-- SHORT EXERCISE A --
According to the comment letter below, why are injuries, rather than recalls, the only reliable way to judge whether a policy works? Answer in one to three sentences.

###

Given the few lead injuries noted in the CPSC’s historical data, the agency could save its scarce resources and remain effective as a safety administrator by focusing on known safety issues and incidents and leave the vast majority of law-abiding and safety-conscious companies ALONE. The data suggests that higher and higher mountains of regulations will never reduce injuries from the historically miniscule levels documented on the CPSC website.

c. Allow Composite Testing Using the Overall Concentration as the Pass/Fail Measure. Again, this is justifiable based on the historically minimal risk posed by the regulated substances. The already low lead levels specified in the CPSIA have not reduced injuries or deaths from the negligible levels that predated it. Since the number of recalls is so dramatically affected by agency policy (e.g., strict liability or not, how recalls are accounted for, etc.), the only reliable measure of the effectiveness of policy is injuries. Composite testing holds the promise of real savings to the many law-abiding companies affected by the CPSIA. Loosen the noose and they may actually save some money.

Component testing can be a simple and effective way to lower costs, but a different approach is necessary to get to that result. A sharp reconsideration of the Proposed Rule will be required to achieve this goal.

Thank you for considering my views on this important subject.


Richard Woldenberg
Learning Resources, Inc.
380 North Fairway Drive
Vernon Hills, IL 60061


Michael Warring said...

Part one of two…

In my communications with the CPSC and my company's elected representatives I have repeatedly stated that CPSIA moved away from safety and became completely a compliance issue for me long ago. I've also argued the financial side both in terms of actual testing costs and administrative costs. As Rick states, trying to leverage the proposed components testing rule actually generates a third layer of new non-value added costs.

###

-- SHORT EXERCISE B --
Retype the entries word for word, starting at the line that contains "For each instance of the eyelash, the" and ending with the last of the entries, both ends included.

-- LISTING --
###

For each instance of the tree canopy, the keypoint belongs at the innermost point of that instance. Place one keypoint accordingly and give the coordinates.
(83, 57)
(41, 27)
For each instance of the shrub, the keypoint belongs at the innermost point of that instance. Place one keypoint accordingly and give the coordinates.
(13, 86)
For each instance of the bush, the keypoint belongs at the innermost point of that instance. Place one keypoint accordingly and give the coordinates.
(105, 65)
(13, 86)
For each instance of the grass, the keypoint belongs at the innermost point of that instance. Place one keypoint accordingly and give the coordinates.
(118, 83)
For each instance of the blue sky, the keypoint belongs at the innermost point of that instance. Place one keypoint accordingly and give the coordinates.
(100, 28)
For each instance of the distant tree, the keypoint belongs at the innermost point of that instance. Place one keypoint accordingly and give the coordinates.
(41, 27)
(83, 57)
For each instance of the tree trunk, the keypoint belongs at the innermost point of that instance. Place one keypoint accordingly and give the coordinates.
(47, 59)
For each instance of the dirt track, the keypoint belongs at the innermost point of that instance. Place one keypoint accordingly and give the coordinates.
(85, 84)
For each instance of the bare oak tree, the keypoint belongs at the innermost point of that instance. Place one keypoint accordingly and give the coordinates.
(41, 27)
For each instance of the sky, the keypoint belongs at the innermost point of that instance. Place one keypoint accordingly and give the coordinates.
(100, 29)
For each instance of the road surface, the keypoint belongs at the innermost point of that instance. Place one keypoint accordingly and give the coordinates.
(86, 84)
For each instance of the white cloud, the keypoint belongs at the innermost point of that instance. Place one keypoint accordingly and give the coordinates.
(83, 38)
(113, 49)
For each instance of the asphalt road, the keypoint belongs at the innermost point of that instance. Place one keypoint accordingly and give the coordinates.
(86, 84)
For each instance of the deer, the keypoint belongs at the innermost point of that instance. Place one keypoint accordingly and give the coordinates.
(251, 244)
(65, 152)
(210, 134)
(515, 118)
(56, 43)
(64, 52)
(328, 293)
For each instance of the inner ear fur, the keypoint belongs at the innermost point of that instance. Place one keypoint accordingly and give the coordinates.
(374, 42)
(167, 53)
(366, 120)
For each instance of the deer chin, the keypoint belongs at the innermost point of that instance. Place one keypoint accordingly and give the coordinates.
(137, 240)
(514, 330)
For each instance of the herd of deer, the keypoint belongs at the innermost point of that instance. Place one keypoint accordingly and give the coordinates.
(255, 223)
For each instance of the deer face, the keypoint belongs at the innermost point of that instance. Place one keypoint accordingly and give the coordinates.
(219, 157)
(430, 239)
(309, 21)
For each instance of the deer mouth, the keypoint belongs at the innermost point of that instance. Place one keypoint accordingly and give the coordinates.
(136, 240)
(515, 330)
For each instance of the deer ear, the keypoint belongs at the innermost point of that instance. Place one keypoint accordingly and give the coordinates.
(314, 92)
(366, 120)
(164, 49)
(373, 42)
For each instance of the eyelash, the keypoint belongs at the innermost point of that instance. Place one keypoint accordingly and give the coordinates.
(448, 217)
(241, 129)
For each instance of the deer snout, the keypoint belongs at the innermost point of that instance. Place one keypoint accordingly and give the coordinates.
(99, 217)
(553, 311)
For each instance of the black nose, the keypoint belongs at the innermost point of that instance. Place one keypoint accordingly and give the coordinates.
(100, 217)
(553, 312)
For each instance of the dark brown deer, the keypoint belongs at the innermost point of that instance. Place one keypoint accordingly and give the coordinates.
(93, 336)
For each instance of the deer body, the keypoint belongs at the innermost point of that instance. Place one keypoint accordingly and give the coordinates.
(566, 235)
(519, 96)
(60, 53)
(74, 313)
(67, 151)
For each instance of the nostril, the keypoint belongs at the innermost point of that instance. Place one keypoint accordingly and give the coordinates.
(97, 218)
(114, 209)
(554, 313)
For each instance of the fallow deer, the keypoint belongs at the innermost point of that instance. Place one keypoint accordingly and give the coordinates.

###

-- EXERCISE RESULT A --
The number of recalls changes a great deal depending on agency policy, for example whether strict liability applies and how recalls are counted. Because recall numbers move with policy in this way, the letter says injuries are the only reliable measure.

-- EXERCISE RESULT B --
For each instance of the eyelash, the keypoint belongs at the innermost point of that instance. Place one keypoint accordingly and give the coordinates.
(448, 217)
(241, 129)
For each instance of the deer snout, the keypoint belongs at the innermost point of that instance. Place one keypoint accordingly and give the coordinates.
(99, 217)
(553, 311)
For each instance of the black nose, the keypoint belongs at the innermost point of that instance. Place one keypoint accordingly and give the coordinates.
(100, 217)
(553, 312)
For each instance of the dark brown deer, the keypoint belongs at the innermost point of that instance. Place one keypoint accordingly and give the coordinates.
(93, 336)
For each instance of the deer body, the keypoint belongs at the innermost point of that instance. Place one keypoint accordingly and give the coordinates.
(566, 235)
(519, 96)
(60, 53)
(74, 313)
(67, 151)
For each instance of the nostril, the keypoint belongs at the innermost point of that instance. Place one keypoint accordingly and give the coordinates.
(97, 218)
(114, 209)
(554, 313)
For each instance of the fallow deer, the keypoint belongs at the innermost point of that instance. Place one keypoint accordingly and give the coordinates.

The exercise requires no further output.